- **EXERCISE DATA**:
Segment Open

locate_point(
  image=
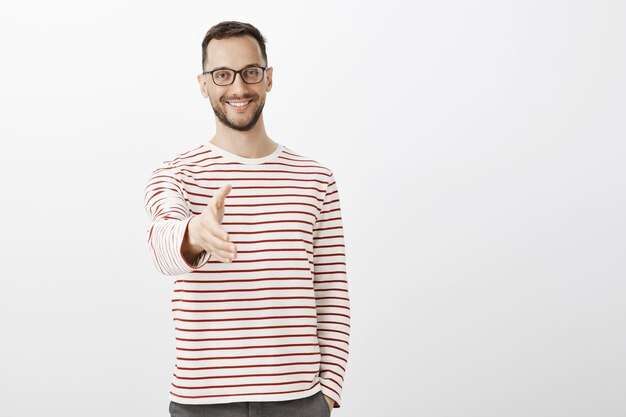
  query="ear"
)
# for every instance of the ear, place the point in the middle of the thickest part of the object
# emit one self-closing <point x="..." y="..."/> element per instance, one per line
<point x="269" y="71"/>
<point x="204" y="88"/>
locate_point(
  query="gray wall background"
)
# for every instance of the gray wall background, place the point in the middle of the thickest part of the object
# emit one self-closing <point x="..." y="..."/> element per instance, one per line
<point x="479" y="151"/>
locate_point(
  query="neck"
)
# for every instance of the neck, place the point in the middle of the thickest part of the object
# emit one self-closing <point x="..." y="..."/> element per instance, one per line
<point x="253" y="143"/>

Segment Closed

- **PROMPT**: Set down all the lines above exactly as they appear, with no pictures.

- **RESPONSE**:
locate_point(
  image=
  query="ear"
)
# for every instance of the ear, place the point in the middle of the thickest part of the object
# emit one self-closing <point x="..." y="..."/> element per instance, one per line
<point x="269" y="71"/>
<point x="204" y="88"/>
locate_point(
  query="gray wall background"
)
# for every instance of the gray wall background, place the point in the middle of the thickest part of the object
# emit one self-closing <point x="..." y="..."/> element per instance, one per line
<point x="479" y="151"/>
locate_point(
  query="neck"
)
# for every instance of the neck, place the point in the middle of the thickest part of the object
# emit one self-closing <point x="..." y="..."/> element per instance, one per line
<point x="253" y="143"/>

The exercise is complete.